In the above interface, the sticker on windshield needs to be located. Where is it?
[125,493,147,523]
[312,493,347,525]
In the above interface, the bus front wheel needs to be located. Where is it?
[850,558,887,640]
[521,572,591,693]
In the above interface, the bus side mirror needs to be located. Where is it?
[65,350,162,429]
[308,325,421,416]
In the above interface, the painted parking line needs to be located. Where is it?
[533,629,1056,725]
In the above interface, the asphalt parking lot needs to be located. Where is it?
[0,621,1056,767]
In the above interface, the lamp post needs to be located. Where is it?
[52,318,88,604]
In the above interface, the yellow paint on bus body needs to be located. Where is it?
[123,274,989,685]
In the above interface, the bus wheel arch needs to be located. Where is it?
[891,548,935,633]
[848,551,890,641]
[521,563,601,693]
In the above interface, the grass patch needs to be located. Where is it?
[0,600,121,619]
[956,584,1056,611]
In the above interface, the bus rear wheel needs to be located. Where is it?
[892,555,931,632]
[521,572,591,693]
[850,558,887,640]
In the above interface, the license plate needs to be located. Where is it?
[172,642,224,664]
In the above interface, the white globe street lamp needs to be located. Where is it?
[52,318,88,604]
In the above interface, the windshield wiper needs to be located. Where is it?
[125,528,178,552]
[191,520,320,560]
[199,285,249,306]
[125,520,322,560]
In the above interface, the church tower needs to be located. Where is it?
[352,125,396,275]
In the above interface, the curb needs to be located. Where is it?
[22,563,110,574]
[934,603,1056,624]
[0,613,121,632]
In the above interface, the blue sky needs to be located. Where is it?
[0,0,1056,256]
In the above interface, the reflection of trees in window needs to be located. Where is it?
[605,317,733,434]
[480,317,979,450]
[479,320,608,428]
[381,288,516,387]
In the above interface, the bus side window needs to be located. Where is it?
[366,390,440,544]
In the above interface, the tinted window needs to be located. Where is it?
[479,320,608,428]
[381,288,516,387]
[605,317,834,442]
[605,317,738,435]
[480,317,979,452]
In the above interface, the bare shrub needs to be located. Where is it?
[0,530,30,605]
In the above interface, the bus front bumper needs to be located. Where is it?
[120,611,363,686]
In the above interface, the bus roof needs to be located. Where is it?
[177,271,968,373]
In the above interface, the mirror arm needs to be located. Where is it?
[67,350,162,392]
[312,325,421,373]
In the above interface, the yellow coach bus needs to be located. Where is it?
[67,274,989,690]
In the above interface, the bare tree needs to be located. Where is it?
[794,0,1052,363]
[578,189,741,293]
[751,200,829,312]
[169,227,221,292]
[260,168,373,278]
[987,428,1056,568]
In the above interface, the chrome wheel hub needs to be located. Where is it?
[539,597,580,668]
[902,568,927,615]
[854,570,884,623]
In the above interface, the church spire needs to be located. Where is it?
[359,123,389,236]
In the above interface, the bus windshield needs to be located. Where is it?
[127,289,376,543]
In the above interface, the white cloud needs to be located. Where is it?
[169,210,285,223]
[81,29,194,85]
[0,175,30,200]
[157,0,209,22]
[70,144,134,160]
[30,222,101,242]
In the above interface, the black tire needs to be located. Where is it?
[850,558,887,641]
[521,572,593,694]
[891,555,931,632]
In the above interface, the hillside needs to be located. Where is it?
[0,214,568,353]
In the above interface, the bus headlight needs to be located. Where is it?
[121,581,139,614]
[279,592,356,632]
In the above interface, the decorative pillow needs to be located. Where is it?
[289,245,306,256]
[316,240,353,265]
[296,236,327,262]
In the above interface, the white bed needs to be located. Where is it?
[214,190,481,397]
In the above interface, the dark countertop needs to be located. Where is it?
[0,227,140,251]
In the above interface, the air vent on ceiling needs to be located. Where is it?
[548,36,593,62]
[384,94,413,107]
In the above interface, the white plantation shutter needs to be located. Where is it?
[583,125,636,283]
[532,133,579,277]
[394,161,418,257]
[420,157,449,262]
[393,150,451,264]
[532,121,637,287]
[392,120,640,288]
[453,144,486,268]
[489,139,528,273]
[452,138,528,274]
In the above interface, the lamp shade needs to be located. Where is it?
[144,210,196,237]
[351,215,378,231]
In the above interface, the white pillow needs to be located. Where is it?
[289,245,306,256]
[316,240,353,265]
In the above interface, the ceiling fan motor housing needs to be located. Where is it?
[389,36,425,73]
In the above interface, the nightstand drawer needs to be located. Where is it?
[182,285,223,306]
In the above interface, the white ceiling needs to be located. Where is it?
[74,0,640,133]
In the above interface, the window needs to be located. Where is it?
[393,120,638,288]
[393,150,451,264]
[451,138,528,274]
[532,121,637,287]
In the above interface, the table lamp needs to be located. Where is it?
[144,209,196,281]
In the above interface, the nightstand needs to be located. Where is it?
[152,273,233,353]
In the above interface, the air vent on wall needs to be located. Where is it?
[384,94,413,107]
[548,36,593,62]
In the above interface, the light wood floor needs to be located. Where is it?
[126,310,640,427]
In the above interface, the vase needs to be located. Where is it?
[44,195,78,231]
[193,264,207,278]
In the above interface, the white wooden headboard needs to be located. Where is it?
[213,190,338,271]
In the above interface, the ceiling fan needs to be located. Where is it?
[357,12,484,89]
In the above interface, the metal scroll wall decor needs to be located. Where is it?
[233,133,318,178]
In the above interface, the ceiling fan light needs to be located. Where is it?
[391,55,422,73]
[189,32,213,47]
━━━━━━━━━━━━━━━━
> **WHAT YOU WILL DO**: Format every line of the listing above as a JSON array of strings, one string per line, with blank lines left out.

> **COMPLETED EXERCISE**:
[
  "In the above interface, the sticker on windshield needs to be located. Where is it?",
  "[125,493,147,523]",
  "[312,493,347,525]",
  "In the above interface, the bus front wheel needs to be located. Where is it?",
  "[850,558,887,640]",
  "[521,572,591,693]",
  "In the above interface, the bus side mirror needs to be located. Where is it?",
  "[65,350,162,429]",
  "[308,325,421,416]",
  "In the above interface, the painted parking line needs to be located. Where is it?",
  "[533,629,1056,725]",
  "In the above interface, the asphalt parking lot needs to be located. Where is it?",
  "[0,621,1056,767]",
  "In the above interface, the lamp post needs to be located. Where is it?",
  "[52,318,88,604]",
  "In the above interface, the yellow paint on bus body needs to be located. Where is it?",
  "[123,274,989,685]",
  "In the above interface, the bus wheel arch needs to be located. Where is it?",
  "[891,548,935,633]",
  "[848,551,890,641]",
  "[521,563,601,693]",
  "In the above interface, the grass patch needs to be located. Where is it?",
  "[0,600,121,619]",
  "[956,584,1056,611]",
  "In the above interface, the bus rear wheel needs to be located. Where is it?",
  "[892,555,931,632]",
  "[521,572,591,693]",
  "[850,558,887,640]",
  "In the above interface, the license plate needs to be located. Where is it?",
  "[172,642,224,664]",
  "In the above interface, the white globe street lamp needs to be located. Where is it?",
  "[52,318,88,604]",
  "In the above interface, the windshield wiper needs to be located. Where is it?",
  "[125,528,178,552]",
  "[191,520,320,560]",
  "[199,285,249,306]",
  "[125,520,322,560]",
  "In the above interface, the church tower needs to be located. Where is it?",
  "[352,125,396,275]",
  "In the above interface, the curb needs to be located. Where is it?",
  "[22,563,110,574]",
  "[934,603,1056,624]",
  "[0,613,121,632]",
  "In the above interface, the blue sky needs to be located. Where is it?",
  "[0,0,1056,256]",
  "In the above interface, the reflection of trees in window needs to be located. Where is it?",
  "[605,317,733,434]",
  "[480,317,979,450]",
  "[479,320,608,428]",
  "[381,288,516,387]",
  "In the above interface, the bus side window needs to be located. Where is it?",
  "[366,390,440,544]",
  "In the above interface, the tinted window needs to be located. Where is it?",
  "[479,320,608,428]",
  "[381,288,516,387]",
  "[605,317,834,442]",
  "[605,317,738,435]",
  "[480,317,979,452]",
  "In the above interface, the bare shrub needs to be located. Where is it?",
  "[0,530,30,605]",
  "In the above interface, the bus front bumper needs to be located. Where is it?",
  "[120,611,363,686]",
  "In the above interface, the bus roof needs to be located. Where is it?",
  "[177,271,968,373]",
  "In the above interface, the mirror arm needs to be located. Where is it?",
  "[67,350,162,392]",
  "[312,325,421,373]",
  "In the above interface, the yellow coach bus needs to be located. Where is it?",
  "[67,274,989,690]",
  "In the above interface, the bare tree needs to be located. Where is it?",
  "[794,0,1052,363]",
  "[578,189,741,293]",
  "[751,200,829,312]",
  "[169,227,221,292]",
  "[260,168,373,278]",
  "[987,428,1056,568]",
  "In the above interface, the chrome wheel hub needs to be located. Where is it?",
  "[539,597,580,668]",
  "[902,568,927,615]",
  "[854,570,884,623]",
  "In the above interface, the church spire needs to be located. Where is it?",
  "[359,123,389,236]",
  "In the above interface, the bus windshield needs to be located. Where is it?",
  "[127,289,376,543]",
  "In the above interface, the white cloud needs to be located. Where is it?",
  "[169,210,285,223]",
  "[81,29,194,85]",
  "[0,175,30,200]",
  "[157,0,209,22]",
  "[70,144,134,160]",
  "[30,222,101,242]",
  "In the above interface, the black tire needs to be located. Where is it?",
  "[850,558,887,641]",
  "[521,572,593,694]",
  "[891,555,931,632]",
  "In the above interface, the hillside needs to be located. Where is it?",
  "[0,214,568,353]",
  "In the above interface, the bus headlight needs to be located. Where is it?",
  "[121,581,139,614]",
  "[279,592,356,632]",
  "In the above interface, the decorative pillow needs to be located. Where is it?",
  "[289,245,306,256]",
  "[316,240,353,265]",
  "[296,236,327,262]",
  "In the above interface, the white bed needs to be located. Where is it?",
  "[214,190,481,397]",
  "In the above interface, the dark countertop needs to be located. Where is it?",
  "[0,227,140,251]",
  "In the above interface, the air vent on ceiling needs to be located. Where is it?",
  "[548,36,593,62]",
  "[384,94,413,107]",
  "In the above interface, the white plantation shutter needs to be located. Where is it?",
  "[583,125,636,283]",
  "[532,133,579,277]",
  "[394,161,418,257]",
  "[420,157,449,262]",
  "[393,150,451,264]",
  "[532,121,637,287]",
  "[392,120,640,288]",
  "[453,144,486,268]",
  "[489,139,528,273]",
  "[452,138,528,274]",
  "In the above interface, the lamp shade needs to be located. Where is it?",
  "[144,210,196,237]",
  "[351,215,378,231]",
  "In the above interface, the white pillow needs to be located. Where is it?",
  "[289,245,306,256]",
  "[316,240,353,265]",
  "In the above interface, the ceiling fan motor housing needs to be located. Where is it?",
  "[389,36,425,73]",
  "In the above interface, the nightstand drawer needs to be located. Where is it?",
  "[182,285,223,306]",
  "In the above interface, the white ceiling needs to be located. Where is it?",
  "[74,0,640,133]",
  "In the above interface, the window needs to be located. Where is it?",
  "[393,120,638,288]",
  "[393,150,451,264]",
  "[451,138,528,274]",
  "[532,121,637,287]",
  "In the above interface, the table lamp needs to be located. Where is it?",
  "[144,209,196,281]",
  "In the above interface, the nightstand needs to be located. Where is it?",
  "[152,273,233,353]",
  "In the above interface, the air vent on wall needs to be located. Where is it?",
  "[384,94,413,107]",
  "[548,36,593,62]",
  "In the above interface, the light wood floor needs to be located. Where is it?",
  "[126,310,640,427]",
  "In the above interface, the vase needs to be located. Where is it?",
  "[44,195,78,231]",
  "[193,264,207,278]",
  "In the above interface, the white wooden headboard needs to be located. Where is it?",
  "[213,190,338,271]",
  "In the above interface, the ceiling fan needs to be located. Where is it?",
  "[357,12,484,89]",
  "In the above interface, the metal scroll wall decor needs to be located. Where is it?",
  "[233,133,318,178]",
  "In the above interface, the ceiling fan light needs to be located. Where is it?",
  "[391,55,422,73]",
  "[189,32,213,47]"
]